What is required – Show, copied in full, every line of the records below that contains the word "horizon". Case counts when matching.

━━ Material for this exercise

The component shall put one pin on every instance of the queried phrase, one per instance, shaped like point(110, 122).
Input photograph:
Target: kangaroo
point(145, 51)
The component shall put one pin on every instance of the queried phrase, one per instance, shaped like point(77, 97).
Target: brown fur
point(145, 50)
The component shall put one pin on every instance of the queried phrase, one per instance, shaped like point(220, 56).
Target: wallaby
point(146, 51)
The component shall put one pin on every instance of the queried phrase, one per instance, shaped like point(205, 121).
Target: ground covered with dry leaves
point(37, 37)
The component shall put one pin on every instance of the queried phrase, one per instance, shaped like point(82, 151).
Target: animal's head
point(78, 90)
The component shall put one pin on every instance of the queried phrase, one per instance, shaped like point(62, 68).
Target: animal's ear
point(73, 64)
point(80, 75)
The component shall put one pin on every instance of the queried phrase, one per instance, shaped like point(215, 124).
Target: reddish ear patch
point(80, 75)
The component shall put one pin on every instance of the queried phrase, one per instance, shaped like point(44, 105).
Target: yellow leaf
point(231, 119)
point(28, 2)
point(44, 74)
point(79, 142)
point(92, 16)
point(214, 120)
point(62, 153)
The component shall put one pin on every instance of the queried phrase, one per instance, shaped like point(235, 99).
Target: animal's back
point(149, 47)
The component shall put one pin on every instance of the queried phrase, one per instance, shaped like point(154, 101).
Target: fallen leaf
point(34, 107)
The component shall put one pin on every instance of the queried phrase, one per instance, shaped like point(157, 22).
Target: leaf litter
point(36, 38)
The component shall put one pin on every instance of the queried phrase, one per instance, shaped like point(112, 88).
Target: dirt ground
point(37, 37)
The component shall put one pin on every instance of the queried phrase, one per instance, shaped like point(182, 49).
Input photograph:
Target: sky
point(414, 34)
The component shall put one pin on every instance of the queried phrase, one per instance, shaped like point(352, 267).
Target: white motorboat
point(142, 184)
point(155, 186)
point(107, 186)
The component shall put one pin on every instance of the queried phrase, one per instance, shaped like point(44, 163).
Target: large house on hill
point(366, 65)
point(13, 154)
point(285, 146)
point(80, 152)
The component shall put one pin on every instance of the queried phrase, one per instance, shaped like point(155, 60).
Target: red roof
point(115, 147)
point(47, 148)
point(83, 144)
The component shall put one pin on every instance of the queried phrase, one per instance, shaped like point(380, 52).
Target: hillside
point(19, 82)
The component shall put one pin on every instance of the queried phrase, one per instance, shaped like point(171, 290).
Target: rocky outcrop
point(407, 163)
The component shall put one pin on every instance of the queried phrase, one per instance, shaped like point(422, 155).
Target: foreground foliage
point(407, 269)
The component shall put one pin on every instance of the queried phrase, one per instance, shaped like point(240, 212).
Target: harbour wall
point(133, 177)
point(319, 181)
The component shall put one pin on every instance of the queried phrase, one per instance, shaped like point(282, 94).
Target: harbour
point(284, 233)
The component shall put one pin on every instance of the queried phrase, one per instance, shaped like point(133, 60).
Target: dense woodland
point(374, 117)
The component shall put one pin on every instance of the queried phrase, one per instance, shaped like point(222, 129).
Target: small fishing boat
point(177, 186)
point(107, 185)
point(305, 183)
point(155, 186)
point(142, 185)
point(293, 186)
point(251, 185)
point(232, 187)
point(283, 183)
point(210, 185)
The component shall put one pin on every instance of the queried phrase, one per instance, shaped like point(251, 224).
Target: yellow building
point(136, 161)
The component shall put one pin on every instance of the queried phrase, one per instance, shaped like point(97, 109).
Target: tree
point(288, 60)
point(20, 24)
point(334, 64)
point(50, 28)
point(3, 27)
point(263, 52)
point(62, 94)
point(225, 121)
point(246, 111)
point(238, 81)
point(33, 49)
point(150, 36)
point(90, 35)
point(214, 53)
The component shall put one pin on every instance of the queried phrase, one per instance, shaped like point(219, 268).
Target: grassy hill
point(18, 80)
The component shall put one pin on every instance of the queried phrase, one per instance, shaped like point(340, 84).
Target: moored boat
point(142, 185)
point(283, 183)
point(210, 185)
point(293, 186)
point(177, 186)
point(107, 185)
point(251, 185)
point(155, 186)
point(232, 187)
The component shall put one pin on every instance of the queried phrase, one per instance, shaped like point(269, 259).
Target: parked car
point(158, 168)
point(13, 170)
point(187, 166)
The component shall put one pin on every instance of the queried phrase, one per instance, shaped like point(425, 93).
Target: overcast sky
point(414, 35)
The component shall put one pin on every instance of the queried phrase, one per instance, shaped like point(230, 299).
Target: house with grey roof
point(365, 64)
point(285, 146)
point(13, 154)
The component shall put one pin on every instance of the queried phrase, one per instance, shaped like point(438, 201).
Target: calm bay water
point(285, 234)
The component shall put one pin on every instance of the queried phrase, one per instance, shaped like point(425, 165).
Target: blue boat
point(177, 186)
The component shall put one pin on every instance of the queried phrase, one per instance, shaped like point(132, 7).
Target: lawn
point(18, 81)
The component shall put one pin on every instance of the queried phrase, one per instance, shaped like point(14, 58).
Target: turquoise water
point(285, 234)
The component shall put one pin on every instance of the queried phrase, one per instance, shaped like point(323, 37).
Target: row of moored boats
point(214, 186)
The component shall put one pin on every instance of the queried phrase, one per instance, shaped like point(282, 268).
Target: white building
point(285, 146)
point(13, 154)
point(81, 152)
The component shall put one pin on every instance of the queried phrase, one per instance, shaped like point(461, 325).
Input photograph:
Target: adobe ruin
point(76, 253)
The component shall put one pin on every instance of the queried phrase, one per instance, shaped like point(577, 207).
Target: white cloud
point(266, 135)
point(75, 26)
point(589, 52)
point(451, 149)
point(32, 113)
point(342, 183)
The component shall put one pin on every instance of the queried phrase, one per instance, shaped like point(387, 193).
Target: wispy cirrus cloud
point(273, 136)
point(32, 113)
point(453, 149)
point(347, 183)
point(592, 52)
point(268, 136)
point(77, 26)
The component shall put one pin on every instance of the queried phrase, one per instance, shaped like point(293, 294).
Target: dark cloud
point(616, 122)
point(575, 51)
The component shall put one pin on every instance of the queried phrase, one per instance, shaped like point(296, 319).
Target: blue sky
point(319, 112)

━━━━
━━ Material for this exercise

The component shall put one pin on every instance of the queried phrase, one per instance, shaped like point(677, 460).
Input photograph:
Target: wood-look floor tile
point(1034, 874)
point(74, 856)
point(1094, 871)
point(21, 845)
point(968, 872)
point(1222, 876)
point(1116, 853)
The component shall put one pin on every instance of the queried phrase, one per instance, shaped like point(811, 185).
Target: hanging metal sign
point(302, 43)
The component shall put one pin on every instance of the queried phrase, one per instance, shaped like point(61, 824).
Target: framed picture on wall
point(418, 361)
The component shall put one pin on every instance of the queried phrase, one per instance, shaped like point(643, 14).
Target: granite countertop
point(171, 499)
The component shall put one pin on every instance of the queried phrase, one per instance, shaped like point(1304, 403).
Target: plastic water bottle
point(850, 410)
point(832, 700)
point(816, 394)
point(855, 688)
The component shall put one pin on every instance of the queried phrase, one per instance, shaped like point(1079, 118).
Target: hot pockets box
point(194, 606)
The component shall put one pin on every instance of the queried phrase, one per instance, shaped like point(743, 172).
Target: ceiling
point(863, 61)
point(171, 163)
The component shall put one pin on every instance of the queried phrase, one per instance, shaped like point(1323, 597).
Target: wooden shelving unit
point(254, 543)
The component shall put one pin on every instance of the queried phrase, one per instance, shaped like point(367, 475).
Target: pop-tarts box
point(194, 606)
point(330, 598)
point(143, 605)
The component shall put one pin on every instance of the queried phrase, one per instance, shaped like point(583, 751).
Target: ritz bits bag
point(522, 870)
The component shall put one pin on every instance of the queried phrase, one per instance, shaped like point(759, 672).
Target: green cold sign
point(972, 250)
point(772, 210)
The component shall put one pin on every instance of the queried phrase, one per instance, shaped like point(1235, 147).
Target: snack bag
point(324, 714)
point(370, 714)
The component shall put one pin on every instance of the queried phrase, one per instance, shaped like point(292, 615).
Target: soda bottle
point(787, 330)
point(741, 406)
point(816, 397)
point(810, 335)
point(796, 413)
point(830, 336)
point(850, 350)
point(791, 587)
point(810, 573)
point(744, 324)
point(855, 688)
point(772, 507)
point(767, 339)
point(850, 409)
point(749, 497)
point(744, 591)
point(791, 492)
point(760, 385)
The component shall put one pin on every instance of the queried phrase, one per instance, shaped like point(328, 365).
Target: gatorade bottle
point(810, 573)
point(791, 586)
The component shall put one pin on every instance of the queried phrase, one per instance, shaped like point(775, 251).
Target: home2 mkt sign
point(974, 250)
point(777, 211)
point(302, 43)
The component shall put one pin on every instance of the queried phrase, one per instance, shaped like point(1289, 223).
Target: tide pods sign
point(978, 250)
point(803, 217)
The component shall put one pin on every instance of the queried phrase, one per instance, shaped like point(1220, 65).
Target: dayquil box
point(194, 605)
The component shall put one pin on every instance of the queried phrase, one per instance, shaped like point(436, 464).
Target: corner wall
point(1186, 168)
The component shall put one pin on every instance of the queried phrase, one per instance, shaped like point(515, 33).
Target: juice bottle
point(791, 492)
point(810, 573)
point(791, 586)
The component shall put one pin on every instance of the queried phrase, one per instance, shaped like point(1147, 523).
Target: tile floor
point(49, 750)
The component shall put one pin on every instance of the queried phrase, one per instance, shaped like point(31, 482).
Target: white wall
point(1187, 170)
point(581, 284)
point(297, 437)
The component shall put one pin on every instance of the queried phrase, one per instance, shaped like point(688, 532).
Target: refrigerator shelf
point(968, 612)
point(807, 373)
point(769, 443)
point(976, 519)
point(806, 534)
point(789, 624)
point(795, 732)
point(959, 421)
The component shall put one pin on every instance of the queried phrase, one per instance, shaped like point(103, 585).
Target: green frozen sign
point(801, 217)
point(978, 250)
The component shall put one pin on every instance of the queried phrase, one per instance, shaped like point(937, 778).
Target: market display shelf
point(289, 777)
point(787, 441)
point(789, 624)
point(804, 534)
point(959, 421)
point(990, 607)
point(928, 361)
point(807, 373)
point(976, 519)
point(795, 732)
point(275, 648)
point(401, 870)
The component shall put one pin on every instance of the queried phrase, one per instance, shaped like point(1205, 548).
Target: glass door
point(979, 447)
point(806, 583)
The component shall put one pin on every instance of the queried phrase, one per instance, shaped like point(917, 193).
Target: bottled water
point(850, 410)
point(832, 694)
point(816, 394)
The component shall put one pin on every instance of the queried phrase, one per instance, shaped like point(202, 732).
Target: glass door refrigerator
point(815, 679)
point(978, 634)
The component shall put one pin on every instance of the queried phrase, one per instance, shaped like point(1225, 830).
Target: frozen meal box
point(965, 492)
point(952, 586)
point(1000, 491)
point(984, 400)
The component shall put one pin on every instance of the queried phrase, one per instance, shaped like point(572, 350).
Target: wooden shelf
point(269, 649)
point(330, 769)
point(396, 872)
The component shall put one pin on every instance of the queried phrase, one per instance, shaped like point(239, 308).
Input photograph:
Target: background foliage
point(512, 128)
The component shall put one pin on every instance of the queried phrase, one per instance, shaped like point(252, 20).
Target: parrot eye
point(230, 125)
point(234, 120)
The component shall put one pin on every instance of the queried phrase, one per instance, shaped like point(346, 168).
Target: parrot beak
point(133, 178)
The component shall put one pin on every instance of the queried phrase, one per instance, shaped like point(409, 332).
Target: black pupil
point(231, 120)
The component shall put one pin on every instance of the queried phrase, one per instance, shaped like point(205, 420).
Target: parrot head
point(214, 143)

━━━━
━━ Material for this exercise

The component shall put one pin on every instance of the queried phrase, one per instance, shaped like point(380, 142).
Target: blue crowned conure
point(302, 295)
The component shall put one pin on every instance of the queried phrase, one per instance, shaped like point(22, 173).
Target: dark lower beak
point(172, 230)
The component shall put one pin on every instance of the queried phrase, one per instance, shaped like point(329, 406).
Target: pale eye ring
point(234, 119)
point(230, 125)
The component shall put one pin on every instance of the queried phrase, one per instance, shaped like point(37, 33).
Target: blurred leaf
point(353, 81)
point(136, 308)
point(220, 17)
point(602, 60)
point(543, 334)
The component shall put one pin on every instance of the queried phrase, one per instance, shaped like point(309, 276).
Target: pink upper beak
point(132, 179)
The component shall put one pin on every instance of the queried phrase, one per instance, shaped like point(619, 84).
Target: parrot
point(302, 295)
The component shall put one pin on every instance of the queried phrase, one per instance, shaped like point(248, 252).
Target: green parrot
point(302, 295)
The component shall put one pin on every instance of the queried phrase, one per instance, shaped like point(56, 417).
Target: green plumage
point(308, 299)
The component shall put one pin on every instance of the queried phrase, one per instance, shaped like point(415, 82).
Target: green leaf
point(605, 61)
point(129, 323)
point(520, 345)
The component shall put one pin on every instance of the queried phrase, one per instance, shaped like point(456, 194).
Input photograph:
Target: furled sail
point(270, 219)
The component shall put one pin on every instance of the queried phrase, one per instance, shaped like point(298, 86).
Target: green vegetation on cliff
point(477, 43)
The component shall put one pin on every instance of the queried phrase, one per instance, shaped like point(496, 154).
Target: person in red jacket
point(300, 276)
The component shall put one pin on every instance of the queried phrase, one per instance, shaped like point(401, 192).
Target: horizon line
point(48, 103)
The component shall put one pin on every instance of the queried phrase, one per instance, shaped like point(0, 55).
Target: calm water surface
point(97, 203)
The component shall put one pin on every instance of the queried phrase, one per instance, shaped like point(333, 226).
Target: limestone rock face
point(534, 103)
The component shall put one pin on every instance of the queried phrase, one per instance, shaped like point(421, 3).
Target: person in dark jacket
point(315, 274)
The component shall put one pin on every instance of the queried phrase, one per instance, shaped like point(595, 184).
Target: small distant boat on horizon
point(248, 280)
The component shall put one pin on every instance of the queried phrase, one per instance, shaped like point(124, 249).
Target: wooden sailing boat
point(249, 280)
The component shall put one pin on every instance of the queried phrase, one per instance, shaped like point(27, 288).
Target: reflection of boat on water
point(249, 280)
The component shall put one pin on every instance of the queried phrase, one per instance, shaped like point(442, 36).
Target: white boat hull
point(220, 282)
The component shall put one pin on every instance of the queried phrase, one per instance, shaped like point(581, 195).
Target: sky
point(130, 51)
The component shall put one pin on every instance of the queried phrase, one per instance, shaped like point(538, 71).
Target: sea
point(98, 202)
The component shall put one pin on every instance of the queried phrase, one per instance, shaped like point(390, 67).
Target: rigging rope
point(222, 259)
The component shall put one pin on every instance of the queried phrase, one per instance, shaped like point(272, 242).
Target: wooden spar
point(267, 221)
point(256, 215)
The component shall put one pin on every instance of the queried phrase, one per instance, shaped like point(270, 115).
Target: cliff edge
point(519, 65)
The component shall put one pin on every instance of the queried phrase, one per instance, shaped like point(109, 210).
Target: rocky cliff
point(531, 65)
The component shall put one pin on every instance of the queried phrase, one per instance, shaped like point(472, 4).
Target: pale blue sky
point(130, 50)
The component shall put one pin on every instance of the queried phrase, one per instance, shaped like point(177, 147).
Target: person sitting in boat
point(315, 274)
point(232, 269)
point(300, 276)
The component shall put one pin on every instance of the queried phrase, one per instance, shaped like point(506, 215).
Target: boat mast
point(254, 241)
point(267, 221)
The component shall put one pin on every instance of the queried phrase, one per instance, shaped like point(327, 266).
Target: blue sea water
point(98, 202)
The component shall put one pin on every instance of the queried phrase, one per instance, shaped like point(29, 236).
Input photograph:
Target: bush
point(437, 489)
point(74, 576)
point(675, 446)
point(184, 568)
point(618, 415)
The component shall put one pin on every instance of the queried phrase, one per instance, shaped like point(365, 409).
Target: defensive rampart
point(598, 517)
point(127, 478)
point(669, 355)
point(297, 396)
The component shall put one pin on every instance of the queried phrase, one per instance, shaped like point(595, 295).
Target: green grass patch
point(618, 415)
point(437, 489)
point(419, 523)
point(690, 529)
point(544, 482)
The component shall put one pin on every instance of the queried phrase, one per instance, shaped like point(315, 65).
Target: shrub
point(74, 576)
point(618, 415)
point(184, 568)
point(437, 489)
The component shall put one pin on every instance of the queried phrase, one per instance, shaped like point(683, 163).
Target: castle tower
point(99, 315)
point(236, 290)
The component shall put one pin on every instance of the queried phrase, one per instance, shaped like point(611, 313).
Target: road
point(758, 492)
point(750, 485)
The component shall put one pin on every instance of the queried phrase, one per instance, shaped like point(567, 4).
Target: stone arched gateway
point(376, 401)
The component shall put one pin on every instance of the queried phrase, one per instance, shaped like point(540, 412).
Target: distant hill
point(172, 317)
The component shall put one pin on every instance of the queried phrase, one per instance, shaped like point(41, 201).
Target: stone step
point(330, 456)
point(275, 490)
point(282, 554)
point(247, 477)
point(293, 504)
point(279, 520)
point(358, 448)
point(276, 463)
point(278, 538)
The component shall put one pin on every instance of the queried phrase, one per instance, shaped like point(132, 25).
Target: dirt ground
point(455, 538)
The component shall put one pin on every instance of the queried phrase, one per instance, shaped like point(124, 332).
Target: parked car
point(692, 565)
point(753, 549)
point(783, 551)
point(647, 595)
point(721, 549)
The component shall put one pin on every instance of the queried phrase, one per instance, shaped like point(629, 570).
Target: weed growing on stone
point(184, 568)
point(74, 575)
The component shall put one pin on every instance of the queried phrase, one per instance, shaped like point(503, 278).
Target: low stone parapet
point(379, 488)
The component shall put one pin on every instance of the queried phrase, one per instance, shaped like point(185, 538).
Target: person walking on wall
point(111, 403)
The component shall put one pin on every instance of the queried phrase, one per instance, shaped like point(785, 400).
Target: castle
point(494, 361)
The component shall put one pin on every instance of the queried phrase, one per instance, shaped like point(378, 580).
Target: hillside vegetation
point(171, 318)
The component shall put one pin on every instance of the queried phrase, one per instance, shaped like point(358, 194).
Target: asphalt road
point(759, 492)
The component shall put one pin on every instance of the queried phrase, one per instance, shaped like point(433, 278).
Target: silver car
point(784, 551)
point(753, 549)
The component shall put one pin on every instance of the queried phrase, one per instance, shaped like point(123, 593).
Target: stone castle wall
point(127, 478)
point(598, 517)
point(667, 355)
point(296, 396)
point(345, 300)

━━━━

Correct response –
Target: horizon line
Target: small distant boat on horizon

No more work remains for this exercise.